* _EXERCISE_
Retype the records that come next, word for word.

* _DATA ENTRIES_
-=-=-=-=-
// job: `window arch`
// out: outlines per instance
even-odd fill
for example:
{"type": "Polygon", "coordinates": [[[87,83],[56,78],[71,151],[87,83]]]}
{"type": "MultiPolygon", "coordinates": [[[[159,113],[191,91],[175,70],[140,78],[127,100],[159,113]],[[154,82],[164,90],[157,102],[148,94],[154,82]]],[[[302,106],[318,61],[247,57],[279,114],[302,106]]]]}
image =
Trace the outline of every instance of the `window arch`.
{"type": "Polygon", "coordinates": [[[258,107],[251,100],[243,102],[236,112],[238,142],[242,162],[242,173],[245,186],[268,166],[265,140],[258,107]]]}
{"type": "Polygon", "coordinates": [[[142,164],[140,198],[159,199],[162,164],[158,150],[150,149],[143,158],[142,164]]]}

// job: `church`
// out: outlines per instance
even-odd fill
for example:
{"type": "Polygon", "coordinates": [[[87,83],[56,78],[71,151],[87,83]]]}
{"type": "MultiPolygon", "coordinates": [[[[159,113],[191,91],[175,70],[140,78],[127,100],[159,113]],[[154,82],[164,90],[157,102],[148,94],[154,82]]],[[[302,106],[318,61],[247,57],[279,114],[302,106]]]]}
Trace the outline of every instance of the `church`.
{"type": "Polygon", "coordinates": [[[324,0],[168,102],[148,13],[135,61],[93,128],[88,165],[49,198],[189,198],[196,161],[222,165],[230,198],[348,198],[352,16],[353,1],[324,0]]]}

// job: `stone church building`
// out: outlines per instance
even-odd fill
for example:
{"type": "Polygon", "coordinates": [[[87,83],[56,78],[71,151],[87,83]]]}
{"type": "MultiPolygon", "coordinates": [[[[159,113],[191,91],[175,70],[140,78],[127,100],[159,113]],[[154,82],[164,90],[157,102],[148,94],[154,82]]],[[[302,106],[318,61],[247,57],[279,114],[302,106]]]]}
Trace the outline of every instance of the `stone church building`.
-=-=-=-=-
* _REPLY TO THE EXERCISE_
// job: `window arch`
// out: outlines per instance
even-odd fill
for example:
{"type": "Polygon", "coordinates": [[[87,83],[56,78],[71,151],[87,83]]]}
{"type": "MultiPolygon", "coordinates": [[[[159,113],[191,91],[175,70],[140,78],[127,100],[159,113]],[[154,82],[164,90],[157,102],[148,94],[154,82]]],[[[302,106],[318,61],[247,57],[279,114],[302,106]]]]}
image =
Trace the outline of every instance of the `window arch`.
{"type": "Polygon", "coordinates": [[[258,107],[251,100],[243,102],[236,112],[238,142],[242,162],[242,173],[245,186],[268,166],[265,140],[258,107]]]}
{"type": "Polygon", "coordinates": [[[142,164],[140,198],[159,199],[162,164],[158,150],[150,149],[143,158],[142,164]]]}

// job: `church`
// out: outlines per instance
even-odd fill
for example:
{"type": "Polygon", "coordinates": [[[87,83],[56,78],[71,151],[87,83]]]}
{"type": "MultiPolygon", "coordinates": [[[[159,113],[191,91],[175,70],[140,78],[127,100],[159,113]],[[154,82],[164,90],[157,102],[148,94],[154,82]]],[[[302,106],[318,61],[247,57],[279,114],[302,106]]]]}
Trace the outline of every instance of the `church`.
{"type": "Polygon", "coordinates": [[[324,0],[168,102],[148,13],[135,61],[93,128],[88,165],[49,198],[189,198],[196,161],[222,165],[230,198],[348,198],[352,16],[353,1],[324,0]]]}

// job: `stone church building`
// out: outlines per instance
even-odd fill
for example:
{"type": "Polygon", "coordinates": [[[87,83],[56,78],[71,151],[87,83]]]}
{"type": "MultiPolygon", "coordinates": [[[[159,113],[191,91],[175,70],[140,78],[127,100],[159,113]],[[154,82],[164,90],[157,102],[148,94],[154,82]]],[[[302,106],[318,61],[247,57],[279,114],[302,106]]]]}
Trace the outline of every instance of the `stone church building`.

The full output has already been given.